(Directions for this task): Extract, verbatim, all lines starting at the one containing "Can you find the warehouse?" and ending with the final line of the listing, and no others.

(Supplied data):
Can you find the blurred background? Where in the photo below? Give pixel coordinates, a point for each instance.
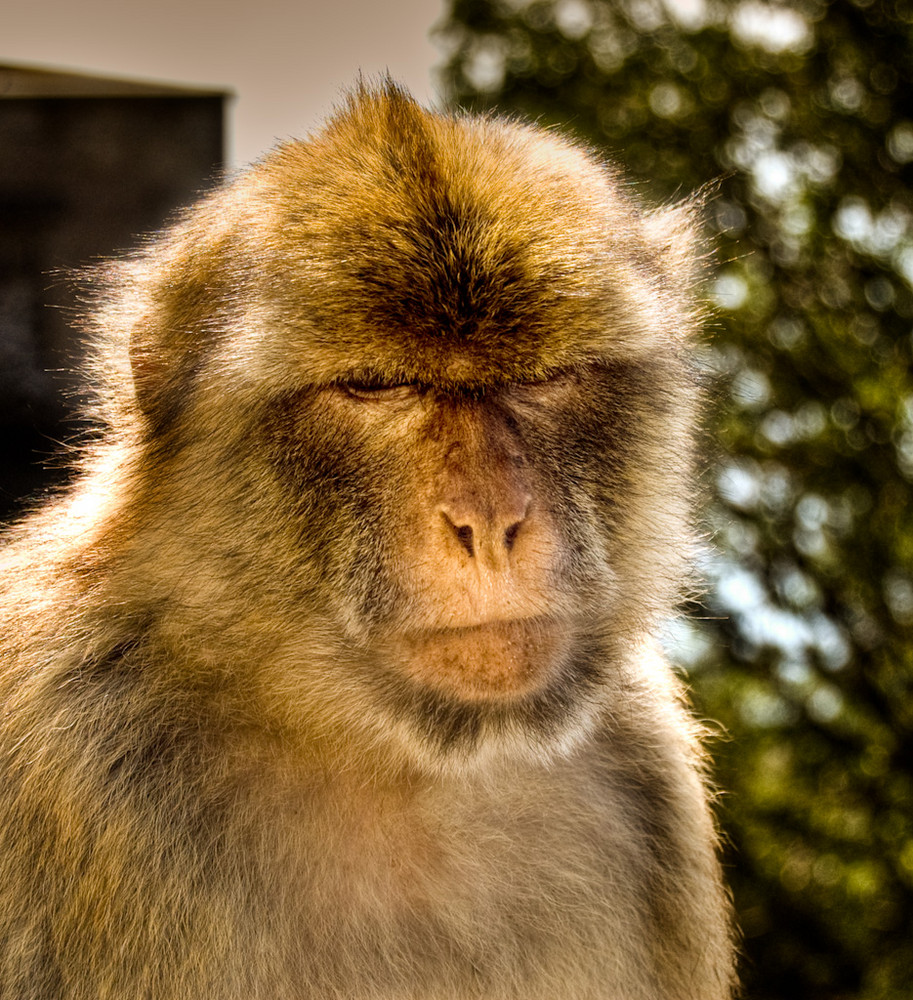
(799, 114)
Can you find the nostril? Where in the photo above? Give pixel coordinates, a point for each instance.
(464, 533)
(464, 536)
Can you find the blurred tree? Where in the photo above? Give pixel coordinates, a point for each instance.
(804, 108)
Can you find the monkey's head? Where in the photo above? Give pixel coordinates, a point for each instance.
(415, 391)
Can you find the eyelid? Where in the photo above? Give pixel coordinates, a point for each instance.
(377, 391)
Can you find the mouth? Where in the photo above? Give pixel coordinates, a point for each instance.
(493, 661)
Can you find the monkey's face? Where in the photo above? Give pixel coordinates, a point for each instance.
(452, 349)
(472, 539)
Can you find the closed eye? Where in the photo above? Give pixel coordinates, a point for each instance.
(377, 391)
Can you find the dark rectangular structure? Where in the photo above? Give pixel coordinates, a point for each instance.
(87, 165)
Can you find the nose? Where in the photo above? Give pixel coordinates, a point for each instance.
(487, 529)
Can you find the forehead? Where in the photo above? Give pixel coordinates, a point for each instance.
(434, 247)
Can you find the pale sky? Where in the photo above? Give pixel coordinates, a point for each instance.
(287, 61)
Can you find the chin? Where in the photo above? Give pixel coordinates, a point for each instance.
(461, 699)
(496, 663)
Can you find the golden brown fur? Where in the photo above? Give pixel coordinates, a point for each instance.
(333, 676)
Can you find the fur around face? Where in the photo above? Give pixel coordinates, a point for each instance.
(334, 673)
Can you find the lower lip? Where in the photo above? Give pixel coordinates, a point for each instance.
(492, 662)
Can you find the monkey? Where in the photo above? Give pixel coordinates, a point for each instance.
(335, 673)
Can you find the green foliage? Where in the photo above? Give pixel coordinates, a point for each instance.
(802, 110)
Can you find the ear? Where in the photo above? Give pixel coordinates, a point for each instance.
(674, 234)
(176, 320)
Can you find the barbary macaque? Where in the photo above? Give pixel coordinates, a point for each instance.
(335, 674)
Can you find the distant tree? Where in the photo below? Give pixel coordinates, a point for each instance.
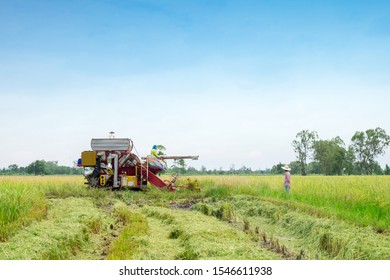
(277, 169)
(367, 146)
(160, 150)
(330, 155)
(13, 168)
(303, 147)
(349, 161)
(313, 168)
(296, 167)
(37, 168)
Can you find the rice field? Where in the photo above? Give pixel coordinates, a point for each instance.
(232, 217)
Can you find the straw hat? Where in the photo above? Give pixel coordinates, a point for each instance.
(286, 168)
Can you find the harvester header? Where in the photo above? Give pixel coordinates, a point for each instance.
(111, 164)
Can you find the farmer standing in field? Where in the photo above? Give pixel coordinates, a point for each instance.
(287, 178)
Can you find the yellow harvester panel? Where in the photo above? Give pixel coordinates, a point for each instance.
(131, 181)
(128, 181)
(88, 158)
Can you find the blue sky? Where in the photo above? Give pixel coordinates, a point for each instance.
(230, 81)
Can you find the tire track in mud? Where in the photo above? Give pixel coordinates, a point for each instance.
(294, 234)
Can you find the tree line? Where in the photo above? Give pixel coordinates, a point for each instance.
(328, 157)
(333, 157)
(40, 167)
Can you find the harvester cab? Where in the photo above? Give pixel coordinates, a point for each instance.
(111, 164)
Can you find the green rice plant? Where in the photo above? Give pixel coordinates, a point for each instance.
(131, 240)
(196, 236)
(19, 206)
(70, 227)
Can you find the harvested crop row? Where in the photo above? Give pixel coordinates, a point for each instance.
(302, 233)
(177, 234)
(73, 229)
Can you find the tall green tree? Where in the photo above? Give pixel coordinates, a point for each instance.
(367, 146)
(349, 162)
(303, 147)
(38, 167)
(330, 155)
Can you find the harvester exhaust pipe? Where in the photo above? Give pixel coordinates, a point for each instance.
(115, 156)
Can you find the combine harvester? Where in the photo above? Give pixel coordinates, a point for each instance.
(112, 165)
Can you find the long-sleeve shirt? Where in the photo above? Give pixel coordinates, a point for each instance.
(287, 178)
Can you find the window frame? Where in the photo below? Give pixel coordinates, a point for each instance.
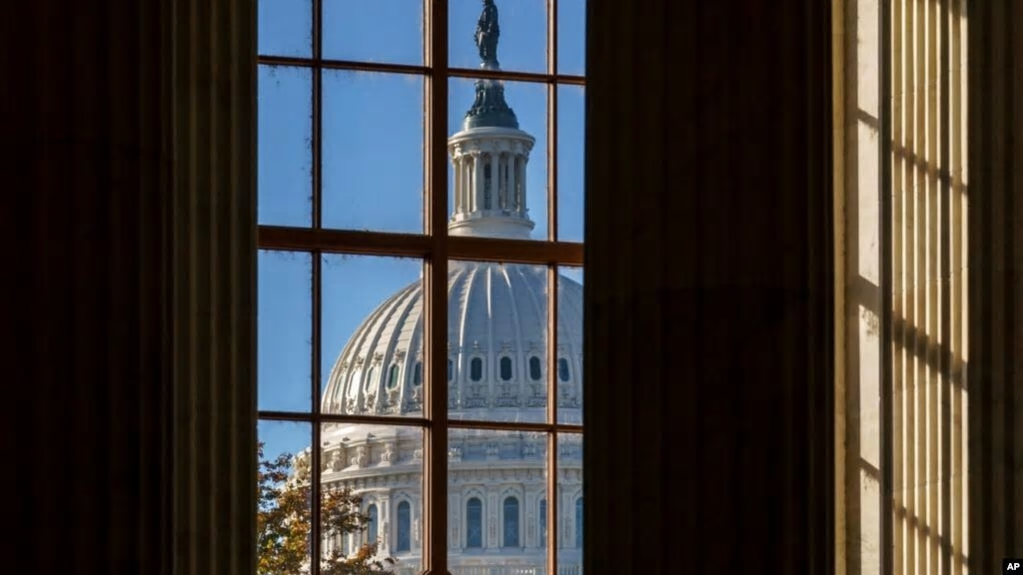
(436, 249)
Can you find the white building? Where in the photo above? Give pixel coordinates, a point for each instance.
(497, 319)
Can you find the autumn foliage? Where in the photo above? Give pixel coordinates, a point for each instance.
(284, 521)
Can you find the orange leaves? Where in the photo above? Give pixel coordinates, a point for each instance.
(284, 522)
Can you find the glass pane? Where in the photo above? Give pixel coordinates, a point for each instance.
(285, 28)
(572, 37)
(521, 40)
(371, 513)
(371, 329)
(379, 31)
(284, 145)
(570, 503)
(496, 482)
(570, 374)
(372, 150)
(571, 153)
(284, 327)
(496, 313)
(497, 159)
(283, 515)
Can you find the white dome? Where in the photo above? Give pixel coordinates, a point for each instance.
(496, 351)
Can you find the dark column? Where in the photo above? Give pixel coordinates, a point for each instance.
(995, 367)
(129, 266)
(709, 290)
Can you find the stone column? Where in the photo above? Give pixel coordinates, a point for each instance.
(513, 193)
(130, 285)
(708, 280)
(995, 282)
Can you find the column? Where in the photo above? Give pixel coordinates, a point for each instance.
(131, 318)
(513, 194)
(722, 185)
(520, 166)
(478, 161)
(995, 282)
(502, 183)
(456, 182)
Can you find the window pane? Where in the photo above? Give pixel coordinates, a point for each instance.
(377, 31)
(284, 145)
(371, 497)
(497, 153)
(284, 328)
(570, 502)
(572, 37)
(541, 522)
(522, 38)
(284, 516)
(285, 28)
(372, 335)
(496, 482)
(372, 150)
(509, 525)
(496, 312)
(571, 152)
(570, 373)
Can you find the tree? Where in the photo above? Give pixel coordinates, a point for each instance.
(284, 520)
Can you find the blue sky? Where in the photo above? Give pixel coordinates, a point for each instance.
(372, 162)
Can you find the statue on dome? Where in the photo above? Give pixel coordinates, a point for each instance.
(487, 33)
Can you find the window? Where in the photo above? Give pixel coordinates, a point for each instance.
(411, 158)
(563, 369)
(474, 523)
(535, 371)
(506, 368)
(579, 523)
(476, 369)
(371, 528)
(404, 527)
(542, 523)
(510, 522)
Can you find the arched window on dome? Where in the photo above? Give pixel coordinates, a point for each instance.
(510, 522)
(476, 368)
(404, 527)
(579, 523)
(535, 368)
(371, 528)
(505, 368)
(474, 523)
(563, 369)
(543, 523)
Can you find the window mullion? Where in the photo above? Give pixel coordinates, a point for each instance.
(435, 473)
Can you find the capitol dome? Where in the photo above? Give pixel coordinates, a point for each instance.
(497, 322)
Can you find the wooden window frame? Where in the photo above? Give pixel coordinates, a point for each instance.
(436, 249)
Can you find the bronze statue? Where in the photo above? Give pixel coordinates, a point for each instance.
(487, 33)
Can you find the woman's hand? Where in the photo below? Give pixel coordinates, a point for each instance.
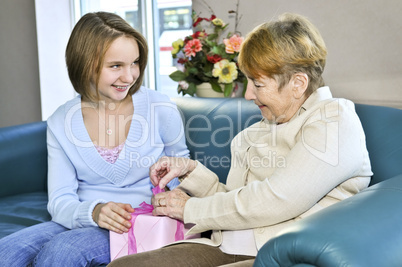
(170, 203)
(113, 216)
(168, 168)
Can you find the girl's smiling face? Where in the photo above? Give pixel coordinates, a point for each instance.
(120, 69)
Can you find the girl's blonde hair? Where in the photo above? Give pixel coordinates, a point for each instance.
(90, 39)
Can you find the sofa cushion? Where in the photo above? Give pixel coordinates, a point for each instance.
(23, 159)
(383, 129)
(363, 230)
(20, 211)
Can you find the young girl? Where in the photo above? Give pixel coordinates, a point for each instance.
(100, 147)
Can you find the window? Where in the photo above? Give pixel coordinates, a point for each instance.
(160, 21)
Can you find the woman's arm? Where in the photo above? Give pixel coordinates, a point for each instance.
(292, 190)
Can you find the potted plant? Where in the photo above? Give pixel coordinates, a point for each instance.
(208, 58)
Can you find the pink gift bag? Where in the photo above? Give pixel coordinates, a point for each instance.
(147, 233)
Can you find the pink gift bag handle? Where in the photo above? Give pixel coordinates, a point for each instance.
(147, 208)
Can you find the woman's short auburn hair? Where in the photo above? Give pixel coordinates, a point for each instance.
(279, 49)
(90, 39)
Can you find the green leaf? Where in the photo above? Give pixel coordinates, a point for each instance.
(228, 89)
(177, 76)
(191, 89)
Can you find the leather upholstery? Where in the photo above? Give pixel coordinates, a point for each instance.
(364, 230)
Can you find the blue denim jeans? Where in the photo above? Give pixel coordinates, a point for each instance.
(50, 244)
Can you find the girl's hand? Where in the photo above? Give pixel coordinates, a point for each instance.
(170, 203)
(113, 216)
(168, 168)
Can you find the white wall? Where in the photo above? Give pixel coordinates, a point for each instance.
(363, 38)
(19, 78)
(54, 24)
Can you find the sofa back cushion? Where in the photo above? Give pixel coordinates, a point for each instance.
(210, 125)
(23, 159)
(383, 129)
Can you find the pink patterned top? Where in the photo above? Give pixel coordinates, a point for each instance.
(109, 154)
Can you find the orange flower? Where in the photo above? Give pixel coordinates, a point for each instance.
(233, 44)
(192, 47)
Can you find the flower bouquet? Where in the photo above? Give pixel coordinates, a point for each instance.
(205, 58)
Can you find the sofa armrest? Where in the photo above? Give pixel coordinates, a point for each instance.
(23, 159)
(364, 230)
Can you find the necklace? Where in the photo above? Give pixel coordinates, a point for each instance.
(109, 131)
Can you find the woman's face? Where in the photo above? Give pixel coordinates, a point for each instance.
(276, 106)
(120, 69)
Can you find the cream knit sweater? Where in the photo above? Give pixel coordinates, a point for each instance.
(282, 173)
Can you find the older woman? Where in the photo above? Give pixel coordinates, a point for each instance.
(319, 139)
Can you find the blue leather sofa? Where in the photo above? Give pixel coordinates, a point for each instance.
(364, 230)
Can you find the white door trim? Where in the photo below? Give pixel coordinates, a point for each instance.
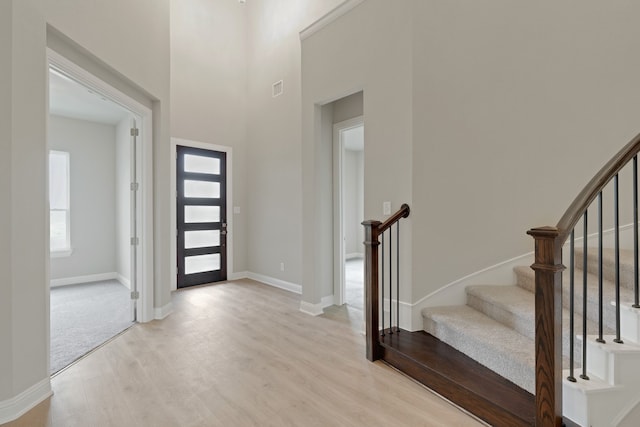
(144, 176)
(338, 209)
(173, 273)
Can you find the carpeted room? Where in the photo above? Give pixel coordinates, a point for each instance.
(90, 212)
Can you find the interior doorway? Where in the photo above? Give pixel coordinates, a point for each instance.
(97, 270)
(349, 212)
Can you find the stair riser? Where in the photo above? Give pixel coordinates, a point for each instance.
(615, 368)
(630, 321)
(519, 373)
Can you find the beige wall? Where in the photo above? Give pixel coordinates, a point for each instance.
(138, 52)
(273, 132)
(516, 106)
(209, 90)
(464, 102)
(6, 129)
(338, 61)
(134, 59)
(91, 147)
(23, 283)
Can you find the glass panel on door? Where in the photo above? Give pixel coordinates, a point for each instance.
(201, 216)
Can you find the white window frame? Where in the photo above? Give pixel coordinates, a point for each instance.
(66, 251)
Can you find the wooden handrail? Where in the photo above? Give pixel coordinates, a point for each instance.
(593, 188)
(403, 212)
(548, 269)
(373, 230)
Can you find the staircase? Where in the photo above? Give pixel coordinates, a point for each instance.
(496, 328)
(551, 350)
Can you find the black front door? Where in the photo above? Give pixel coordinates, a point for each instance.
(202, 216)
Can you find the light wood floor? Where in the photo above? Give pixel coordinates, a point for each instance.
(239, 354)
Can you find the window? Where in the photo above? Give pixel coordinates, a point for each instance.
(60, 240)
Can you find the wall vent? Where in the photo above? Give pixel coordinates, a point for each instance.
(277, 89)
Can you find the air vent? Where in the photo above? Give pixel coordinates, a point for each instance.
(277, 89)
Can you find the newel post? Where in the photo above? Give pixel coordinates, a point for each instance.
(548, 317)
(371, 243)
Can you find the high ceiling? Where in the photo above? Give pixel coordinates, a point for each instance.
(68, 98)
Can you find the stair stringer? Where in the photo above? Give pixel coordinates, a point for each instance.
(612, 392)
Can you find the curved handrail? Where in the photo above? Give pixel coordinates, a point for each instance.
(588, 194)
(403, 212)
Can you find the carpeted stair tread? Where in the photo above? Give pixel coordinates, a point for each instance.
(608, 264)
(526, 279)
(492, 344)
(512, 306)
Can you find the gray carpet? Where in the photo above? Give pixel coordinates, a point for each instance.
(85, 316)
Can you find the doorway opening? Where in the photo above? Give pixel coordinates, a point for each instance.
(99, 280)
(349, 212)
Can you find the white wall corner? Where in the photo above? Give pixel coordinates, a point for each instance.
(337, 12)
(124, 281)
(160, 313)
(276, 283)
(17, 406)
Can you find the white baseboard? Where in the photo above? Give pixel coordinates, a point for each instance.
(311, 309)
(238, 275)
(17, 406)
(124, 281)
(277, 283)
(160, 313)
(83, 279)
(316, 309)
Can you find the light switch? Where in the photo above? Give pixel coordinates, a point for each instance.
(386, 208)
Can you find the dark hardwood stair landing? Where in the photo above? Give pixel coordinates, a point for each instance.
(459, 378)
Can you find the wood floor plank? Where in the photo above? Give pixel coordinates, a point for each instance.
(239, 354)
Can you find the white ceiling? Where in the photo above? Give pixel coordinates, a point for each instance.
(353, 138)
(68, 98)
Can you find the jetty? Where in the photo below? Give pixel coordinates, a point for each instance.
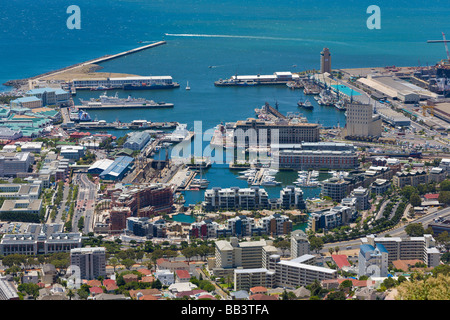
(98, 125)
(83, 70)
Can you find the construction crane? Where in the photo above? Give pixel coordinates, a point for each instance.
(445, 44)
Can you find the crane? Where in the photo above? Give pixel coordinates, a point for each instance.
(445, 44)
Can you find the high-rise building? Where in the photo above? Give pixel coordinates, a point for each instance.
(361, 121)
(408, 248)
(90, 261)
(325, 61)
(373, 261)
(299, 244)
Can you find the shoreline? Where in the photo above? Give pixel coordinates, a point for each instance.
(79, 70)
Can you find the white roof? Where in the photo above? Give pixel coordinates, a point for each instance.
(102, 164)
(292, 263)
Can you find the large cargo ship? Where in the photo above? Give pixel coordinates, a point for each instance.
(278, 78)
(112, 102)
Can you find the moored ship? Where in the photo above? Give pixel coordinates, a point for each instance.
(111, 102)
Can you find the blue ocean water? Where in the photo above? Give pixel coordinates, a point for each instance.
(244, 37)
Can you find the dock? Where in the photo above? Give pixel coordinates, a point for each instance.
(124, 106)
(124, 126)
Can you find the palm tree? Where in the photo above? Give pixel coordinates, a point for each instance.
(331, 250)
(70, 294)
(114, 262)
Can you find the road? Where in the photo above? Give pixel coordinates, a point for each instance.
(396, 232)
(86, 200)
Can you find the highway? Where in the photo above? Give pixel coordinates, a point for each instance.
(396, 232)
(86, 200)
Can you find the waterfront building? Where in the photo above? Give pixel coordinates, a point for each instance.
(21, 191)
(26, 102)
(412, 178)
(325, 61)
(300, 271)
(144, 227)
(7, 290)
(283, 273)
(10, 134)
(137, 141)
(120, 82)
(241, 226)
(380, 186)
(276, 224)
(292, 198)
(299, 244)
(244, 279)
(21, 206)
(335, 188)
(99, 166)
(373, 261)
(395, 88)
(307, 159)
(408, 248)
(72, 152)
(362, 196)
(204, 229)
(40, 239)
(118, 169)
(445, 164)
(90, 261)
(230, 255)
(235, 198)
(50, 96)
(144, 200)
(361, 121)
(35, 147)
(437, 175)
(394, 118)
(331, 218)
(13, 163)
(262, 133)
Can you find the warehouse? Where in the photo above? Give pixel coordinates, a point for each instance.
(118, 169)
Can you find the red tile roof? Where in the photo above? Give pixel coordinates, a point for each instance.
(145, 272)
(148, 297)
(183, 274)
(109, 282)
(340, 260)
(258, 289)
(94, 283)
(95, 290)
(262, 297)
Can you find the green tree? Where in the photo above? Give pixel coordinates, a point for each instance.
(316, 243)
(128, 263)
(444, 197)
(414, 230)
(445, 185)
(415, 200)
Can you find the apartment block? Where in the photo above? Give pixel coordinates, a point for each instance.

(Full response):
Can you find the warehouse? Where in the photo above? Give pixel coordinates, a point for each instance.
(118, 169)
Can you find the red tile roof? Where in the photo above? Give pixel coordinates, a point for each instance.
(145, 272)
(148, 297)
(183, 274)
(109, 282)
(340, 260)
(258, 289)
(94, 283)
(95, 290)
(262, 297)
Can you find the green tree? Where in the photo above? Give pixel coordinates, a point for each instance.
(316, 243)
(128, 263)
(444, 197)
(414, 230)
(445, 185)
(415, 200)
Can you find the apartment block? Where in the photo above? Give pixel coordinates, a point for each instance.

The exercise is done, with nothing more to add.